Begin at the line below that has "Query: utility pole" and stop after the line that has "like [634, 450].". Please restate only those lines, word for word.

### Dataset records
=== Begin Enclosure ===
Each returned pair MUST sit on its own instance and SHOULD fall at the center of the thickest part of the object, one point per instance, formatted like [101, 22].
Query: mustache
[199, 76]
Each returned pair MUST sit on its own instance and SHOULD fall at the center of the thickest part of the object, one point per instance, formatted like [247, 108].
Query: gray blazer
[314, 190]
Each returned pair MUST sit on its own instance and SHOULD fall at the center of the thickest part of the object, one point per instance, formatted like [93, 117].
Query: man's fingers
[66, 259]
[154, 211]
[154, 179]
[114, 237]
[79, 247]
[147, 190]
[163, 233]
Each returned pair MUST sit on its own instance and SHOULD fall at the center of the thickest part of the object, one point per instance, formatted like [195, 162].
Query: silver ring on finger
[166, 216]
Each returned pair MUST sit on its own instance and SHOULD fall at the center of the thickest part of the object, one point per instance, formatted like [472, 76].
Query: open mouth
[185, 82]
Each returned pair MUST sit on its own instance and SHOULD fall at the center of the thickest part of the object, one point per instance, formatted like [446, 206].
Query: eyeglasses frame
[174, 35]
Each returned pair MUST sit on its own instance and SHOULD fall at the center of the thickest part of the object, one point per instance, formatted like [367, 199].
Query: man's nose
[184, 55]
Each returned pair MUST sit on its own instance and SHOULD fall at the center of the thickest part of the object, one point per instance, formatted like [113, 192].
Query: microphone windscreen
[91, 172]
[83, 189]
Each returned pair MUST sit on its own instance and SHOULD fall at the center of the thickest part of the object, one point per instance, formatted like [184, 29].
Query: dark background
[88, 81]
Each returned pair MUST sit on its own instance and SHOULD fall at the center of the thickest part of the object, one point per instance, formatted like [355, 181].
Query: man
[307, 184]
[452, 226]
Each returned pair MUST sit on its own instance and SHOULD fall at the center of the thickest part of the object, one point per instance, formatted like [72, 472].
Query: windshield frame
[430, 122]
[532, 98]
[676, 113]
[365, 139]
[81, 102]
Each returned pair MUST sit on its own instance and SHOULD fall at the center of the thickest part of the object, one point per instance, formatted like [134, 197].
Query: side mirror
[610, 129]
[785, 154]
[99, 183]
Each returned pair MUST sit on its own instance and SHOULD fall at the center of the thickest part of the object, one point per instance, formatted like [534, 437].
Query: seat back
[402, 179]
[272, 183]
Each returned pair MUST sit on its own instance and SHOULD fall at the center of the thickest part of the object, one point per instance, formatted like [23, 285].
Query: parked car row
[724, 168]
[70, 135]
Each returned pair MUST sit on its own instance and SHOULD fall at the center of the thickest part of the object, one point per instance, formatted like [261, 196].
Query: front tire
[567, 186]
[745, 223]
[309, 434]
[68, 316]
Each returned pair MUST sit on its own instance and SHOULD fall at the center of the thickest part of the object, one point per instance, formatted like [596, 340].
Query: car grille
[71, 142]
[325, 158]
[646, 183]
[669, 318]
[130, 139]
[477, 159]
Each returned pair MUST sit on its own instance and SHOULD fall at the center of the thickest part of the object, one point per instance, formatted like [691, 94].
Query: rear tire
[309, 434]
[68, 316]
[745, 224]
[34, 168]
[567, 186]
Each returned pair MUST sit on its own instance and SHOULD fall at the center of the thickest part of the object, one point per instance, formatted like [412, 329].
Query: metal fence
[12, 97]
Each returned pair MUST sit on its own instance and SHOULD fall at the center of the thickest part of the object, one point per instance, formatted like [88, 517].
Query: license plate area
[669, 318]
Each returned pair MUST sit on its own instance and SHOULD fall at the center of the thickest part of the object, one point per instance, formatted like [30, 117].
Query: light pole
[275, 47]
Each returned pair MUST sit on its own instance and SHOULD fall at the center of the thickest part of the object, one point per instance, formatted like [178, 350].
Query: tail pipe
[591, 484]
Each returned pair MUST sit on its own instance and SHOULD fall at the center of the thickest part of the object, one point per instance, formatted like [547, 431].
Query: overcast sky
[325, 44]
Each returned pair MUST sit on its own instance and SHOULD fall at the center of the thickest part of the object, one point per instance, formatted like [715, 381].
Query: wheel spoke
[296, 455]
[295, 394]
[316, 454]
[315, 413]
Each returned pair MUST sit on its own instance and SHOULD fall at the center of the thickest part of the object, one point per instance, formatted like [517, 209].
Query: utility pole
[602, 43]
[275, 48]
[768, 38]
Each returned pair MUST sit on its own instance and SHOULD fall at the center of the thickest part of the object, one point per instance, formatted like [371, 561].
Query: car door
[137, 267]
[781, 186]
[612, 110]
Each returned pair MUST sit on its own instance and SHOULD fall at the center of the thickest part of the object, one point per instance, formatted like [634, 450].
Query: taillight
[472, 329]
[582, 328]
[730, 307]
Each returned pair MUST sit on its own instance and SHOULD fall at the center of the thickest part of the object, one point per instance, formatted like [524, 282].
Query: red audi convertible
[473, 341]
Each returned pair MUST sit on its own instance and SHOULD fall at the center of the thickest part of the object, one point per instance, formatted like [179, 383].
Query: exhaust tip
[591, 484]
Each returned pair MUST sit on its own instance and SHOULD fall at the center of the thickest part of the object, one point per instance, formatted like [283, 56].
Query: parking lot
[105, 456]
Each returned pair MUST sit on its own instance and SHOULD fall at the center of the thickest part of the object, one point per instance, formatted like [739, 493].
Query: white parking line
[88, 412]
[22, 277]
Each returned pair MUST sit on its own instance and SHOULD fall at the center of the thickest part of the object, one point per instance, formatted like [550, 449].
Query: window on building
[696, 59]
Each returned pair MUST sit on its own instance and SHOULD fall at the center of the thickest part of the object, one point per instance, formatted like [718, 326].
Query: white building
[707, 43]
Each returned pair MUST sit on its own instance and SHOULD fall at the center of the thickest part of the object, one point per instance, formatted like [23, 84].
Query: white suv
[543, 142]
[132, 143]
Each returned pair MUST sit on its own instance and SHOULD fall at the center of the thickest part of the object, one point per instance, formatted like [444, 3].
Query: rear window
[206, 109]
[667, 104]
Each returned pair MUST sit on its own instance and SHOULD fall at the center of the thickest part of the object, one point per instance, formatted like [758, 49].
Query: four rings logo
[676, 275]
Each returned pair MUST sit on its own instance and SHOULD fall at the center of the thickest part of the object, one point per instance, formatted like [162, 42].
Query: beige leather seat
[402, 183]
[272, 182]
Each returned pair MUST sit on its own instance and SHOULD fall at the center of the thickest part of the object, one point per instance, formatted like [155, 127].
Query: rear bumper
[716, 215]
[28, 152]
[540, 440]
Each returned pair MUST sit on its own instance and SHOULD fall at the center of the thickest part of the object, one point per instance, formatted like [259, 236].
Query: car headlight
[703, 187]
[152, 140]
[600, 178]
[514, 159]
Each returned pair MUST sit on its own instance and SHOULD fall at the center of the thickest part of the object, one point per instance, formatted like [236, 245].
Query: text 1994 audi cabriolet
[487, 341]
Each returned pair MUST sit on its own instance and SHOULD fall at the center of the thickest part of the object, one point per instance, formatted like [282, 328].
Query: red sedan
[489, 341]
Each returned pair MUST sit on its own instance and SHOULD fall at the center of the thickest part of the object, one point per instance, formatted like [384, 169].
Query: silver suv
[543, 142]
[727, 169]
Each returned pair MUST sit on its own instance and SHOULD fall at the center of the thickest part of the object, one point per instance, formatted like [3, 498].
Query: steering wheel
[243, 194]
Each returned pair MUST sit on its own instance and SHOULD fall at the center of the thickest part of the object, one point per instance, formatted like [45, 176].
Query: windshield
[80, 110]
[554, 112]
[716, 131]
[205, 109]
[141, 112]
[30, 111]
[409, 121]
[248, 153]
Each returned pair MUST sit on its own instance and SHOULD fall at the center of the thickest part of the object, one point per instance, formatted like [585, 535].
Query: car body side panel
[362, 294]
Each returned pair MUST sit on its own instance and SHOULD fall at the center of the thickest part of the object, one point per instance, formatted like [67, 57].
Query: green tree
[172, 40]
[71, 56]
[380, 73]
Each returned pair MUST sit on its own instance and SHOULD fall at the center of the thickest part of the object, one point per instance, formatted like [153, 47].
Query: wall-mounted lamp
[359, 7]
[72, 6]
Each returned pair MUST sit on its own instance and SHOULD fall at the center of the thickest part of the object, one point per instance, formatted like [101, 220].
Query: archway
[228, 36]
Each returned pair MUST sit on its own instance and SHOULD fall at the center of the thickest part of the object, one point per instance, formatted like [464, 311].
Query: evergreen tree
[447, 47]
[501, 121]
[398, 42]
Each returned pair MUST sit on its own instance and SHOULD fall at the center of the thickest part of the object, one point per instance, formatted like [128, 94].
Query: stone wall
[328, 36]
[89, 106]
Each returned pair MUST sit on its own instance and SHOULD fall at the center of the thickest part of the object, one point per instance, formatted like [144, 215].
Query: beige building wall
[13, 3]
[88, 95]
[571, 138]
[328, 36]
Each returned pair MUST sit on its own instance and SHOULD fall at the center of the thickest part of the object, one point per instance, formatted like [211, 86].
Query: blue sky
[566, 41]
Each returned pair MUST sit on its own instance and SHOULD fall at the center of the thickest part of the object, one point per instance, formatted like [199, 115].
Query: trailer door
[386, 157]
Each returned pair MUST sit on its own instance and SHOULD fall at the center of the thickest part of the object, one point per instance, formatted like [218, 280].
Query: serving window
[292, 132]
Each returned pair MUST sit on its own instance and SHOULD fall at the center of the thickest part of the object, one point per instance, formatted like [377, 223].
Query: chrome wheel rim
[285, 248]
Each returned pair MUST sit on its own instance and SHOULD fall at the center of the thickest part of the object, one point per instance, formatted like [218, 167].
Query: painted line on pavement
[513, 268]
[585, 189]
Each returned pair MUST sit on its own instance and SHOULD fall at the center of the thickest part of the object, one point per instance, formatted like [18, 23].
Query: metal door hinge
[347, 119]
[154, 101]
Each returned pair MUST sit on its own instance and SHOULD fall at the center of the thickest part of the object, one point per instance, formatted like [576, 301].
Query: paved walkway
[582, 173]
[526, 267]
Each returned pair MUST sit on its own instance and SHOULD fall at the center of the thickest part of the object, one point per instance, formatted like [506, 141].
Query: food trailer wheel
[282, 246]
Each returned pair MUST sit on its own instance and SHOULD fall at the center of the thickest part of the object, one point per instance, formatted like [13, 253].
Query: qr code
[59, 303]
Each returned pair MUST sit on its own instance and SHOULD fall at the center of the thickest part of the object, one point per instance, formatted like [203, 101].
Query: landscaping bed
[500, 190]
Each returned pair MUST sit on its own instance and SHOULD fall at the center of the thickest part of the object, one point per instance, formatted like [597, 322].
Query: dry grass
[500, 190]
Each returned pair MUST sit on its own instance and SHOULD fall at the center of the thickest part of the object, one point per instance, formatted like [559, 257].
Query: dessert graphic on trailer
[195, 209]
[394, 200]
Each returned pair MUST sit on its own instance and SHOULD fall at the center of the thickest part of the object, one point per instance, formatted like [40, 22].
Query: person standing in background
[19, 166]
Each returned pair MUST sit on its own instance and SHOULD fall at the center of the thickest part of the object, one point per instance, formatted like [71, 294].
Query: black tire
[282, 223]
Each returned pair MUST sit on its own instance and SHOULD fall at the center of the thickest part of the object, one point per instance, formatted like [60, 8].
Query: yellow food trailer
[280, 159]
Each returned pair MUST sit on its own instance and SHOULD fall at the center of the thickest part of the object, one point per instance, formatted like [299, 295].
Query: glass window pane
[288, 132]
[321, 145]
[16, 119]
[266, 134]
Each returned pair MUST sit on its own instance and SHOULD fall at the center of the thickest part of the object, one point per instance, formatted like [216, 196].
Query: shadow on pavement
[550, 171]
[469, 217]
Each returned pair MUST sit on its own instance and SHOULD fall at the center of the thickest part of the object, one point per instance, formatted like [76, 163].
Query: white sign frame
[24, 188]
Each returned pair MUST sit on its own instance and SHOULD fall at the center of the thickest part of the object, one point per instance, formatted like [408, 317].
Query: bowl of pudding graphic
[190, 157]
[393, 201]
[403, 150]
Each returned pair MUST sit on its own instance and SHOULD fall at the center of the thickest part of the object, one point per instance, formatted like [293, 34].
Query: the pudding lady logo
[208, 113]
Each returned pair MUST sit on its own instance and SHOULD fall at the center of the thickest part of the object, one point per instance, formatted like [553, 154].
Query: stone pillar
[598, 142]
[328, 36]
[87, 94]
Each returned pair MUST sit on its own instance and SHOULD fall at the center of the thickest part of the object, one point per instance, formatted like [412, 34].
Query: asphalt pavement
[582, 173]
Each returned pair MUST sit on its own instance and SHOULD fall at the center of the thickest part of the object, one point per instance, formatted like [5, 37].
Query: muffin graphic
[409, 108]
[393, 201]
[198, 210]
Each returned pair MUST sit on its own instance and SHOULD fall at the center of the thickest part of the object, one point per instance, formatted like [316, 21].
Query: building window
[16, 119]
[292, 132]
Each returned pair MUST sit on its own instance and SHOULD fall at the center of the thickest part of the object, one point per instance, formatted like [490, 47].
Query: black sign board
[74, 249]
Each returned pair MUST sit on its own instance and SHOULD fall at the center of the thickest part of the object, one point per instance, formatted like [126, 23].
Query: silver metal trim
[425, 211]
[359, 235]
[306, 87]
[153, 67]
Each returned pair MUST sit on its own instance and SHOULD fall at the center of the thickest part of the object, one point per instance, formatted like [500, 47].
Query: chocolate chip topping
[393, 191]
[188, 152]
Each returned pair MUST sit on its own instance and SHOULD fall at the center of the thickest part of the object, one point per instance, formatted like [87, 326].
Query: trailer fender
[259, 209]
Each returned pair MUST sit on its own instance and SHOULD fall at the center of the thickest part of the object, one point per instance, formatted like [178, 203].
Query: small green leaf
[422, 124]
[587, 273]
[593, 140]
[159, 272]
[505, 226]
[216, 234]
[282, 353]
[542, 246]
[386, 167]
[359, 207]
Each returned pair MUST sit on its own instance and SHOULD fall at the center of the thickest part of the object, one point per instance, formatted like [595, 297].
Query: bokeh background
=== End Enclosure ===
### Task output
Query: utility pole
[602, 43]
[275, 48]
[768, 38]
Each returned pair MUST sit on its own instance and SHOULD fall at the center of the thickest part of the object, one point per instance, formatted like [371, 561].
Query: car door
[137, 267]
[781, 186]
[612, 110]
Each returned pair MUST sit on its own instance and SHOULD fall at the center of the thickest part of the object, one point per instance, formatted like [634, 450].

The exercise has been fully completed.